Selected excerpt:
[Start]
Responding to the CO2 Coalition's "Fact #1" on a 140 Million-Year Trend in CO2
CO2 Coalition's "fact #1" is an excellent example of I consider contrarian alarmism. The claim here is essentially that the overall trend over the last 140-million years shows that we are on a long-term trend towards a climate apocalypse until we were saved by carbon emissions from the fossil fuel industry. In fact, while contrarians frequently call those who accurately present the scientific evidence as "alarmist," this so-called "fact" actually qualifies as an alarmist claim.
Data from the Paleo-CO2 Project |
The above graph shows the CO2 proxy data we have for the last 70 million years from the Paleo CO2 Project. As you can see, there is a trend in decreasing CO2 for the last 56 million years or so, since the beginning of the Eocene, but CO2 levels were generally lower during the Paleocene. The Paleo CO2 Project has also published data for the the last 480 million years or so. In the graph below, the data points with color indicate proxy data that are quantitative enough to be considered reliable. The gray symbols are still being vetted, and they may be either semiquantitative or not currently reliable. The data below does not support the CO2 Coalition's claim of a decreasing trend in CO2 between 140 and 56 million years ago.
[End]
Excerpted records:
[Start]
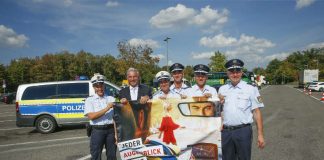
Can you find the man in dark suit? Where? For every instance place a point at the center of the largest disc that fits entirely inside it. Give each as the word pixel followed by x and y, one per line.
pixel 137 96
pixel 135 91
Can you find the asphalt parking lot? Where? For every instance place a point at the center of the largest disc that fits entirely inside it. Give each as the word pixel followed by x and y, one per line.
pixel 292 121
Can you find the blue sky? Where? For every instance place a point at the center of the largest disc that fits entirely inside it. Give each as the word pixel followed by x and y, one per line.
pixel 254 31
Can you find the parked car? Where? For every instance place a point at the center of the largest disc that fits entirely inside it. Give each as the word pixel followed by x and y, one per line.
pixel 317 86
pixel 48 105
pixel 9 98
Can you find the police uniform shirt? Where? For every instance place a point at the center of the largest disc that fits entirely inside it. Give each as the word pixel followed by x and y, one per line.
pixel 96 103
pixel 195 91
pixel 240 101
pixel 133 92
pixel 181 90
pixel 171 94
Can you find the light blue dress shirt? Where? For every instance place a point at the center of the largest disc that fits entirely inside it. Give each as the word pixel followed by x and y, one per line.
pixel 181 90
pixel 240 101
pixel 96 103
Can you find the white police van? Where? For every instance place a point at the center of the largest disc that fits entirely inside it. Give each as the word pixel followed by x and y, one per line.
pixel 49 105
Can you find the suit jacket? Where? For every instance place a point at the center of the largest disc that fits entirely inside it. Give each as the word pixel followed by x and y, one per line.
pixel 143 90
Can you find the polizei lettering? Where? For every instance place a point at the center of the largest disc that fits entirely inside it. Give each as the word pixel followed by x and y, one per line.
pixel 79 107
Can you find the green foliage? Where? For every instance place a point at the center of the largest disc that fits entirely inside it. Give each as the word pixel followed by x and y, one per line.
pixel 217 62
pixel 285 71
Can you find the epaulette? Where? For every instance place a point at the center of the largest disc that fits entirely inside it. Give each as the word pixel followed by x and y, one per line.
pixel 186 87
pixel 157 92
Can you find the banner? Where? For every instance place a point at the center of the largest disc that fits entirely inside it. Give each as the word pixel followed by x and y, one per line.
pixel 184 129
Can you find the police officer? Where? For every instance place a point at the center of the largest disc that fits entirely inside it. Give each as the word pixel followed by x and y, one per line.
pixel 165 92
pixel 201 88
pixel 241 103
pixel 99 109
pixel 178 86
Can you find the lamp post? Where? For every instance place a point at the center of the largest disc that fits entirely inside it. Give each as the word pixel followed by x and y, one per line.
pixel 167 40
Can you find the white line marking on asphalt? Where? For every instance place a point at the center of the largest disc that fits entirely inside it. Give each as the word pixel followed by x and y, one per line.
pixel 307 94
pixel 8 116
pixel 89 156
pixel 8 129
pixel 62 139
pixel 5 113
pixel 7 121
pixel 42 147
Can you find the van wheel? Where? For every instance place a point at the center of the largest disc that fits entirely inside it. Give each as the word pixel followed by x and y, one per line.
pixel 45 124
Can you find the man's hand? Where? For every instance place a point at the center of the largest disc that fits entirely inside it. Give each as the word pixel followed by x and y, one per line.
pixel 208 95
pixel 183 96
pixel 123 101
pixel 109 106
pixel 221 99
pixel 261 143
pixel 162 97
pixel 144 99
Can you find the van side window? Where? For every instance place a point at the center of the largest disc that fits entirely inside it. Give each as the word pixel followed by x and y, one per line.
pixel 39 92
pixel 73 90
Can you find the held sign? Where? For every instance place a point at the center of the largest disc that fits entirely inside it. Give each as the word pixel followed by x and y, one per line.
pixel 134 149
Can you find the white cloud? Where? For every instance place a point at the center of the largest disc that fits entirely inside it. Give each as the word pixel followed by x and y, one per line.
pixel 112 4
pixel 203 55
pixel 67 3
pixel 303 3
pixel 279 56
pixel 213 18
pixel 244 44
pixel 9 38
pixel 172 16
pixel 218 41
pixel 315 45
pixel 248 48
pixel 181 15
pixel 141 42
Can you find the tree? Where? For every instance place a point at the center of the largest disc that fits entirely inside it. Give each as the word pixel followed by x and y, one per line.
pixel 217 62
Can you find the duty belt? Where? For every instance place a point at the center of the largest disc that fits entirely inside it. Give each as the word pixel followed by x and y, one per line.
pixel 103 127
pixel 235 127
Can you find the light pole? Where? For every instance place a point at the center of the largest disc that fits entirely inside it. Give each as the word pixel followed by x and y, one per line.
pixel 167 40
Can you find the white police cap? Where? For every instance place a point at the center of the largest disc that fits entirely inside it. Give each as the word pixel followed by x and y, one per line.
pixel 163 75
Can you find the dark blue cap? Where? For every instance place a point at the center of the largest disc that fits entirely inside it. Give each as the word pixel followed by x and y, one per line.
pixel 201 68
pixel 234 64
pixel 176 67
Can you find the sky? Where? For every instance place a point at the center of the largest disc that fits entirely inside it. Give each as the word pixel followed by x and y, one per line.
pixel 255 31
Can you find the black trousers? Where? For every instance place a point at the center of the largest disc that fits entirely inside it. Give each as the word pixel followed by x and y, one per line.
pixel 237 143
pixel 100 138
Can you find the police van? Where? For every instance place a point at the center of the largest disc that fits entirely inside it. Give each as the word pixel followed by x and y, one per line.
pixel 49 105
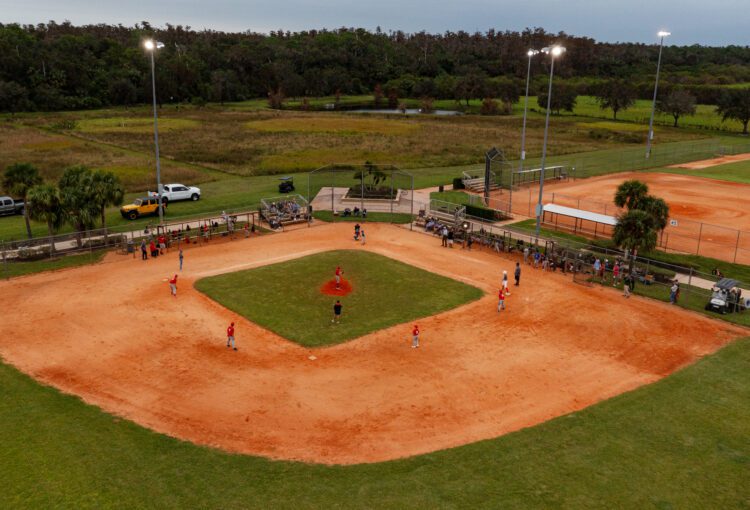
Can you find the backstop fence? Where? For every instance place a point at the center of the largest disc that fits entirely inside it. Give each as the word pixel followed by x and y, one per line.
pixel 344 192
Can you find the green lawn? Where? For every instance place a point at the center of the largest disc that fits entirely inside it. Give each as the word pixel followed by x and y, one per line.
pixel 734 172
pixel 678 443
pixel 286 297
pixel 13 269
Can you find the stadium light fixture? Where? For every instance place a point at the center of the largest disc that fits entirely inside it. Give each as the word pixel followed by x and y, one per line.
pixel 151 46
pixel 553 52
pixel 529 54
pixel 649 139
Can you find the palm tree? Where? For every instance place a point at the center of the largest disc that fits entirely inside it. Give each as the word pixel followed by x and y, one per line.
pixel 106 190
pixel 635 230
pixel 76 193
pixel 630 193
pixel 43 204
pixel 657 208
pixel 18 179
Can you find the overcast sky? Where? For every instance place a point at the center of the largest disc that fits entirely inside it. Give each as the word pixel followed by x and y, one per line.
pixel 707 22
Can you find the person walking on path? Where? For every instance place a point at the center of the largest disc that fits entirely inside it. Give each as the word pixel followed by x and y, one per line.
pixel 338 274
pixel 501 300
pixel 230 336
pixel 173 285
pixel 337 312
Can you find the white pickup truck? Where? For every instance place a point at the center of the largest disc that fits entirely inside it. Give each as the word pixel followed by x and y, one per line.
pixel 175 192
pixel 10 206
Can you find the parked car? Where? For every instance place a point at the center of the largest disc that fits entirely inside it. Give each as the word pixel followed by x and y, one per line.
pixel 9 206
pixel 175 192
pixel 141 207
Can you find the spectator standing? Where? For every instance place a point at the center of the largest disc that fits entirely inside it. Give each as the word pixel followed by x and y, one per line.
pixel 230 336
pixel 501 300
pixel 173 285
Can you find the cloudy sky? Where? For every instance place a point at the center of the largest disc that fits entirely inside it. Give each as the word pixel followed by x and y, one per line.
pixel 707 22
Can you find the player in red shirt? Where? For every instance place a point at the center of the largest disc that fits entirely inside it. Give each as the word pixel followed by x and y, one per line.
pixel 339 272
pixel 173 285
pixel 230 336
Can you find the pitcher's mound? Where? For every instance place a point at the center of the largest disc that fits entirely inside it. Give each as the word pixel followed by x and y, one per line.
pixel 330 288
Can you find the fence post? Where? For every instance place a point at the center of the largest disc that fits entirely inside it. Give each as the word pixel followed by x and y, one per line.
pixel 736 246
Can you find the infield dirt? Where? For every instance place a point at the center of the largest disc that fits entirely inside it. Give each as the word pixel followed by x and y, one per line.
pixel 112 334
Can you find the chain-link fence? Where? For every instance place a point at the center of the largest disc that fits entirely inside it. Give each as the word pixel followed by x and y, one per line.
pixel 77 248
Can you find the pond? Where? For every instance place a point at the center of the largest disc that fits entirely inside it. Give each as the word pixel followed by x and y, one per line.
pixel 408 111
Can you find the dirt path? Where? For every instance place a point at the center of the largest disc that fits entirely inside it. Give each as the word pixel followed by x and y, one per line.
pixel 112 334
pixel 708 163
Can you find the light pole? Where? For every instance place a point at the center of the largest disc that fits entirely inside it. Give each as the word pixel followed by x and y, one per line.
pixel 554 51
pixel 650 138
pixel 151 46
pixel 530 54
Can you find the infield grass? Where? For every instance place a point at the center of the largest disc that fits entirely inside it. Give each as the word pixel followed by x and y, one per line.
pixel 286 298
pixel 678 443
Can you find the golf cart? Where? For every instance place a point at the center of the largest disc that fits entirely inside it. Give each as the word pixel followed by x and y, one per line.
pixel 286 185
pixel 719 301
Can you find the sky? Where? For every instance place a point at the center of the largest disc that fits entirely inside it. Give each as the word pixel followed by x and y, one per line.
pixel 705 22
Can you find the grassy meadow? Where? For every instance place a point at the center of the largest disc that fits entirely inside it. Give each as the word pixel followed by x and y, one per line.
pixel 290 303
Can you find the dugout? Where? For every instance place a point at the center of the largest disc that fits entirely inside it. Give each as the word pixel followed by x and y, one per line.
pixel 578 221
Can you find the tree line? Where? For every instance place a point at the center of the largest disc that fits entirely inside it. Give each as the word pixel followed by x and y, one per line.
pixel 59 66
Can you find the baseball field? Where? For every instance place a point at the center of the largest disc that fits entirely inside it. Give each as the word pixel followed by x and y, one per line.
pixel 111 334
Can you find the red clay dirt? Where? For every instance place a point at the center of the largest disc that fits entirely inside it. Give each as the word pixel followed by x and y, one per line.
pixel 708 163
pixel 330 289
pixel 112 334
pixel 722 207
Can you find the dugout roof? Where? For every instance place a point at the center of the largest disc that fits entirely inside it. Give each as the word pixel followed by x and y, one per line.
pixel 580 214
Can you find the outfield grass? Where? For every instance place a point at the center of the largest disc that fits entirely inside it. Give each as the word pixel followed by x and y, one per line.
pixel 678 443
pixel 698 263
pixel 734 172
pixel 13 269
pixel 286 297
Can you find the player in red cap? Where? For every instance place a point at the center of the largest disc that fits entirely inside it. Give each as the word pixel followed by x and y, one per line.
pixel 230 336
pixel 173 285
pixel 339 272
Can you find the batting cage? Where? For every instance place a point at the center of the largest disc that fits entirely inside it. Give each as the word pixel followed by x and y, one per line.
pixel 348 192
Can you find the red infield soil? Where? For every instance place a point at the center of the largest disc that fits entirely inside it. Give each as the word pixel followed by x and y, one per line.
pixel 330 288
pixel 723 207
pixel 112 334
pixel 708 163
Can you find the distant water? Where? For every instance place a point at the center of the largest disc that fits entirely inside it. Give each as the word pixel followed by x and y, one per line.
pixel 409 111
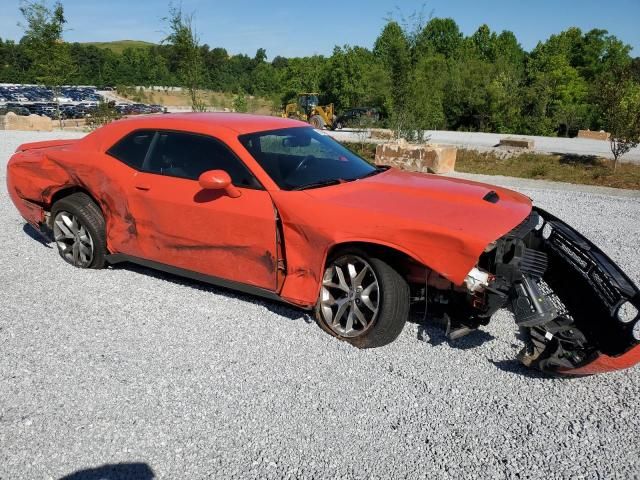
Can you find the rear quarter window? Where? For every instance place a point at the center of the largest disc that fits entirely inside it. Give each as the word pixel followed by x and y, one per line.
pixel 132 149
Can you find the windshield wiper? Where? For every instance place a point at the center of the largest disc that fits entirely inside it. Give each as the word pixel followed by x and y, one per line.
pixel 324 183
pixel 373 172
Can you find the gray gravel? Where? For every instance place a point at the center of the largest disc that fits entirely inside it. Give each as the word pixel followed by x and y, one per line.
pixel 126 365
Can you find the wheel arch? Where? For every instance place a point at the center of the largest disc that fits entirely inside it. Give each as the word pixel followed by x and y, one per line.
pixel 65 192
pixel 396 256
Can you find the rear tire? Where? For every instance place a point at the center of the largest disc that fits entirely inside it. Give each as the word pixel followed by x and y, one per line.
pixel 79 231
pixel 363 300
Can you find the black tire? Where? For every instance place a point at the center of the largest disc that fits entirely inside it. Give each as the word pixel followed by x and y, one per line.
pixel 89 216
pixel 393 304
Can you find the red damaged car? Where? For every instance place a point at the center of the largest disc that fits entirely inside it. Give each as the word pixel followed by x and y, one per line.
pixel 273 207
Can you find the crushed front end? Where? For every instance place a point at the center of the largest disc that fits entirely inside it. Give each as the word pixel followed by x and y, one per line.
pixel 577 310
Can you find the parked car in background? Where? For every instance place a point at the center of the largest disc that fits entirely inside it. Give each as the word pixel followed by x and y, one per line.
pixel 273 207
pixel 15 109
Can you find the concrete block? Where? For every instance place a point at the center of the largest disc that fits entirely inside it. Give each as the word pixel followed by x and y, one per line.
pixel 601 135
pixel 417 158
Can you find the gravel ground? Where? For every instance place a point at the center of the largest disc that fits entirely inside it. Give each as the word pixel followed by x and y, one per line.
pixel 176 379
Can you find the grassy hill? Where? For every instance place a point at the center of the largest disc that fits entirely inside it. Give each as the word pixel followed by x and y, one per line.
pixel 118 46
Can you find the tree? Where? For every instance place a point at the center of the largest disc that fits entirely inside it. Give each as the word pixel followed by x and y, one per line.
pixel 393 50
pixel 50 56
pixel 440 35
pixel 620 104
pixel 186 47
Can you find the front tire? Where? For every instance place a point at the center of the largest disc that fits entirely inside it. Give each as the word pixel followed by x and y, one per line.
pixel 79 231
pixel 363 300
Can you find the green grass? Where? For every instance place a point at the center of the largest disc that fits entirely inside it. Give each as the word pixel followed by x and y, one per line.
pixel 119 46
pixel 584 170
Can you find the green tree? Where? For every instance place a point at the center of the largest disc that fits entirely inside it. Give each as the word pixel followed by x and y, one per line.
pixel 50 57
pixel 620 104
pixel 186 46
pixel 393 50
pixel 440 35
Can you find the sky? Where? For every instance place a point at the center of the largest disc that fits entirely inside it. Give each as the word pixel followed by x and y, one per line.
pixel 297 28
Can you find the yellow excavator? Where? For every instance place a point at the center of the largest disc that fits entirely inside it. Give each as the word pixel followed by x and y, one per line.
pixel 308 110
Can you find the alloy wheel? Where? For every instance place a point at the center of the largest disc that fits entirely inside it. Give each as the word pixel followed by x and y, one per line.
pixel 350 296
pixel 73 239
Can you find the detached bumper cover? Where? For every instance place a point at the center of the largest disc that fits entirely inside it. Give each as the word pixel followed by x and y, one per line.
pixel 594 288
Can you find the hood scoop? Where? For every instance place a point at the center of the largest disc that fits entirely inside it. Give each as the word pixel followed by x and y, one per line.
pixel 491 197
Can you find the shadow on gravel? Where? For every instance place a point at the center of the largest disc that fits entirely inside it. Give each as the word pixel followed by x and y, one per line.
pixel 36 235
pixel 115 471
pixel 515 367
pixel 281 309
pixel 432 330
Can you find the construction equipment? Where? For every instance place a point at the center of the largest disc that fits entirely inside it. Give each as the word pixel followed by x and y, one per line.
pixel 308 110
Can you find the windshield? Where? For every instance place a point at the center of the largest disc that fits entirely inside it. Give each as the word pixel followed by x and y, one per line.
pixel 301 157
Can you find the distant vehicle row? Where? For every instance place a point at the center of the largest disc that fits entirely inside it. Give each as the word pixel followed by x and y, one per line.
pixel 78 110
pixel 35 93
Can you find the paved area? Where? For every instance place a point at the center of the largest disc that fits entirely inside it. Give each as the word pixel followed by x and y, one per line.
pixel 487 141
pixel 158 377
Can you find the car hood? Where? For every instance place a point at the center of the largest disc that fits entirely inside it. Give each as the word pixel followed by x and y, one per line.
pixel 443 222
pixel 477 209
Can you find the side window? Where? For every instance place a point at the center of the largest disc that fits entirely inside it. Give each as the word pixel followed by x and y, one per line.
pixel 188 155
pixel 133 148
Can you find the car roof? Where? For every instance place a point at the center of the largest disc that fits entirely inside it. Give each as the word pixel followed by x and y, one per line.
pixel 241 123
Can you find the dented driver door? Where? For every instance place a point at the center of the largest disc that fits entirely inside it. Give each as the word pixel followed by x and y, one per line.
pixel 205 231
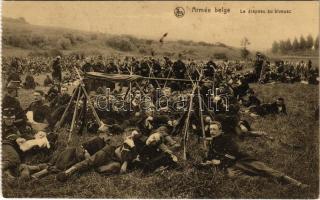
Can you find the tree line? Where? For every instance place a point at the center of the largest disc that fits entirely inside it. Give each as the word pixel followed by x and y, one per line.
pixel 297 45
[End]
Written tasks:
[1] Can you translate this sentence from the CO2 rebuttal into Spanish: "The gray symbols are still being vetted, and they may be either semiquantitative or not currently reliable."
[2] Would you output the CO2 rebuttal verbatim from "Data from the" to "million years ago."?
The entries have no connection to the CO2 rebuttal.

Task-by-task answers:
[1] Los símbolos grises todavía se están examinando, y pueden ser semicuantitativos o no ser fiables por el momento.

[2]
Data from the Paleo-CO2 Project |
The above graph shows the CO2 proxy data we have for the last 70 million years from the Paleo CO2 Project. As you can see, there is a trend in decreasing CO2 for the last 56 million years or so, since the beginning of the Eocene, but CO2 levels were generally lower during the Paleocene. The Paleo CO2 Project has also published data for the the last 480 million years or so. In the graph below, the data points with color indicate proxy data that are quantitative enough to be considered reliable. The gray symbols are still being vetted, and they may be either semiquantitative or not currently reliable. The data below does not support the CO2 Coalition's claim of a decreasing trend in CO2 between 140 and 56 million years ago.